STATED EXERCISE
Render the lines below as a Markdown table with the columns "No." and "Text", numbering each row and leaving out blank lines.

Records excerpted from a collection

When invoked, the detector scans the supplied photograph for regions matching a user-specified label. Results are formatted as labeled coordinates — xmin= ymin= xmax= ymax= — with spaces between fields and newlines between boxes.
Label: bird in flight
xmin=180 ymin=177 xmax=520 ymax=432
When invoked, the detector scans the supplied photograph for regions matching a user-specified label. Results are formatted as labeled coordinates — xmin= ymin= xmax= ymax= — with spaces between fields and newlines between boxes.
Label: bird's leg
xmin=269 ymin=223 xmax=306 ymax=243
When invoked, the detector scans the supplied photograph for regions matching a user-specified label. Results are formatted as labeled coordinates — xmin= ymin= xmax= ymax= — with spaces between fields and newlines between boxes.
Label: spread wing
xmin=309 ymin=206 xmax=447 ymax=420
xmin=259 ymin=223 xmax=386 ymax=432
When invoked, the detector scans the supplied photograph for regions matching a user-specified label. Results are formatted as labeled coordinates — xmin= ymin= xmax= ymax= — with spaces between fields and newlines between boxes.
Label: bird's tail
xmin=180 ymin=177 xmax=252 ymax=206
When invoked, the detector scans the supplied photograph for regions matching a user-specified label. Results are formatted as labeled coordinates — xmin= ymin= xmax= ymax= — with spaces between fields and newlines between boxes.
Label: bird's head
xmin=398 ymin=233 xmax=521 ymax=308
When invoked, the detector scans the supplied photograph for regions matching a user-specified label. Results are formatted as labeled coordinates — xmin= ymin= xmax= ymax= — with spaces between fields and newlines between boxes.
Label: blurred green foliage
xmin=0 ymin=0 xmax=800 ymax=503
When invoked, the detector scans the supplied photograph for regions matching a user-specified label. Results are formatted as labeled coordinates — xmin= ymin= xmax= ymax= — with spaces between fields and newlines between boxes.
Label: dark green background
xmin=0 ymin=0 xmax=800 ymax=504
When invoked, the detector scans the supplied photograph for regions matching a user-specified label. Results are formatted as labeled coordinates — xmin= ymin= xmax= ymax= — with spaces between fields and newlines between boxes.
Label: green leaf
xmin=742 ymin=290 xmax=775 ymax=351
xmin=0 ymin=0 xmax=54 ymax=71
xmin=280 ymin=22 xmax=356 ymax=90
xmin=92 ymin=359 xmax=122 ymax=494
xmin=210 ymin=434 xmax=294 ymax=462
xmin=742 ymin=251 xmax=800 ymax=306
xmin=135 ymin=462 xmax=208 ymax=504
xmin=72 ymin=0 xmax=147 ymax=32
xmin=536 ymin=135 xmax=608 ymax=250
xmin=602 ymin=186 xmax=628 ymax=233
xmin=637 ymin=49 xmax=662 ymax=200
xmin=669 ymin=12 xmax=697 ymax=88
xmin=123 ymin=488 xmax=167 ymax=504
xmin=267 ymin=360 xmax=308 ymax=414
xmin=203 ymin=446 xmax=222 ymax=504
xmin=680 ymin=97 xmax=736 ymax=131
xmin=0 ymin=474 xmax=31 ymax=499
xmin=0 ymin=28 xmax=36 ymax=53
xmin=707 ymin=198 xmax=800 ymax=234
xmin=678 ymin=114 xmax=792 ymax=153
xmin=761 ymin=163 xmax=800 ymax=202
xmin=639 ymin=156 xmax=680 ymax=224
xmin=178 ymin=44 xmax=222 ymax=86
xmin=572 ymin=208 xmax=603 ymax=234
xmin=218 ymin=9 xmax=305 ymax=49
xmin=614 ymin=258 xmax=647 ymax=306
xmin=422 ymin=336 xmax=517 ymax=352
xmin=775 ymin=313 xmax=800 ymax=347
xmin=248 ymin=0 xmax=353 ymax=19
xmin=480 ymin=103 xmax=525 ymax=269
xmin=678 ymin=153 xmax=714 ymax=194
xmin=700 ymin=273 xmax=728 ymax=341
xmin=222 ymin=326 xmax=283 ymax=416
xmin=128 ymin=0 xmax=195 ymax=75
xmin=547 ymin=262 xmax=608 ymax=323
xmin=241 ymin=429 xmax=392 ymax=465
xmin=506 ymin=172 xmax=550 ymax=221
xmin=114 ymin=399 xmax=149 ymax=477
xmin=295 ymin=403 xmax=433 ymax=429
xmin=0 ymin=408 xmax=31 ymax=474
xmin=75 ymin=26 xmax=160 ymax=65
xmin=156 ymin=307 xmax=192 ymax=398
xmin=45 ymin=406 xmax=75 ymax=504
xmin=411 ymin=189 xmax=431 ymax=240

CORRECT RESULT
| No. | Text |
|---|---|
| 1 | When invoked, the detector scans the supplied photograph for regions matching a user-specified label. Results are formatted as labeled coordinates — xmin= ymin= xmax= ymax= — with spaces between fields and newlines between boxes. |
| 2 | Label: bird in flight |
| 3 | xmin=180 ymin=177 xmax=520 ymax=432 |
| 4 | When invoked, the detector scans the supplied photograph for regions matching a user-specified label. Results are formatted as labeled coordinates — xmin= ymin= xmax= ymax= — with spaces between fields and newlines between boxes. |
| 5 | Label: bird's leg |
| 6 | xmin=269 ymin=223 xmax=306 ymax=243 |
| 7 | When invoked, the detector scans the supplied photograph for regions matching a user-specified label. Results are formatted as labeled coordinates — xmin= ymin= xmax= ymax= — with spaces between fields and newlines between boxes. |
| 8 | Label: spread wing |
| 9 | xmin=309 ymin=206 xmax=447 ymax=420 |
| 10 | xmin=259 ymin=223 xmax=386 ymax=432 |
| 11 | When invoked, the detector scans the supplied photograph for regions matching a user-specified label. Results are formatted as labeled coordinates — xmin= ymin= xmax= ymax= — with spaces between fields and newlines between boxes. |
| 12 | Label: bird's tail |
| 13 | xmin=180 ymin=177 xmax=252 ymax=206 |
| 14 | When invoked, the detector scans the supplied photograph for regions matching a user-specified label. Results are formatted as labeled coordinates — xmin= ymin= xmax= ymax= — with spaces between fields and newlines between boxes. |
| 15 | Label: bird's head |
| 16 | xmin=398 ymin=233 xmax=521 ymax=308 |
| 17 | When invoked, the detector scans the supplied photograph for regions matching a user-specified label. Results are formatted as labeled coordinates — xmin= ymin= xmax= ymax= — with spaces between fields and newlines between boxes. |
| 18 | Label: blurred green foliage |
| 19 | xmin=0 ymin=0 xmax=800 ymax=503 |
| 20 | When invoked, the detector scans the supplied photograph for regions matching a user-specified label. Results are formatted as labeled coordinates — xmin= ymin= xmax= ymax= — with spaces between fields and newlines between boxes. |
| 21 | Label: dark green background |
| 22 | xmin=0 ymin=0 xmax=800 ymax=504 |
| 23 | When invoked, the detector scans the supplied photograph for regions matching a user-specified label. Results are formatted as labeled coordinates — xmin= ymin= xmax= ymax= — with spaces between fields and newlines between boxes. |
| 24 | Label: green leaf |
| 25 | xmin=742 ymin=290 xmax=775 ymax=351 |
| 26 | xmin=0 ymin=0 xmax=54 ymax=71 |
| 27 | xmin=280 ymin=22 xmax=356 ymax=90 |
| 28 | xmin=92 ymin=359 xmax=122 ymax=494 |
| 29 | xmin=210 ymin=434 xmax=294 ymax=462 |
| 30 | xmin=742 ymin=251 xmax=800 ymax=306 |
| 31 | xmin=135 ymin=462 xmax=208 ymax=504 |
| 32 | xmin=72 ymin=0 xmax=147 ymax=32 |
| 33 | xmin=536 ymin=135 xmax=608 ymax=250 |
| 34 | xmin=602 ymin=186 xmax=628 ymax=233 |
| 35 | xmin=637 ymin=49 xmax=662 ymax=200 |
| 36 | xmin=669 ymin=12 xmax=697 ymax=88 |
| 37 | xmin=123 ymin=488 xmax=167 ymax=504 |
| 38 | xmin=267 ymin=360 xmax=308 ymax=414 |
| 39 | xmin=203 ymin=446 xmax=222 ymax=504 |
| 40 | xmin=680 ymin=97 xmax=736 ymax=131 |
| 41 | xmin=0 ymin=474 xmax=31 ymax=499 |
| 42 | xmin=0 ymin=28 xmax=36 ymax=53 |
| 43 | xmin=707 ymin=198 xmax=800 ymax=234 |
| 44 | xmin=678 ymin=114 xmax=792 ymax=153 |
| 45 | xmin=761 ymin=163 xmax=800 ymax=202 |
| 46 | xmin=639 ymin=156 xmax=680 ymax=224 |
| 47 | xmin=178 ymin=44 xmax=222 ymax=86 |
| 48 | xmin=572 ymin=208 xmax=603 ymax=234 |
| 49 | xmin=218 ymin=9 xmax=305 ymax=49 |
| 50 | xmin=614 ymin=258 xmax=647 ymax=306 |
| 51 | xmin=422 ymin=336 xmax=517 ymax=352 |
| 52 | xmin=775 ymin=313 xmax=800 ymax=347 |
| 53 | xmin=248 ymin=0 xmax=353 ymax=19 |
| 54 | xmin=480 ymin=103 xmax=525 ymax=269 |
| 55 | xmin=678 ymin=153 xmax=714 ymax=194 |
| 56 | xmin=700 ymin=273 xmax=728 ymax=341 |
| 57 | xmin=222 ymin=326 xmax=283 ymax=416 |
| 58 | xmin=128 ymin=0 xmax=195 ymax=75 |
| 59 | xmin=547 ymin=262 xmax=608 ymax=323 |
| 60 | xmin=241 ymin=429 xmax=392 ymax=465 |
| 61 | xmin=506 ymin=172 xmax=550 ymax=221 |
| 62 | xmin=114 ymin=399 xmax=149 ymax=477 |
| 63 | xmin=295 ymin=403 xmax=433 ymax=429 |
| 64 | xmin=0 ymin=408 xmax=31 ymax=474 |
| 65 | xmin=75 ymin=26 xmax=160 ymax=65 |
| 66 | xmin=156 ymin=307 xmax=192 ymax=398 |
| 67 | xmin=45 ymin=406 xmax=75 ymax=504 |
| 68 | xmin=411 ymin=189 xmax=431 ymax=240 |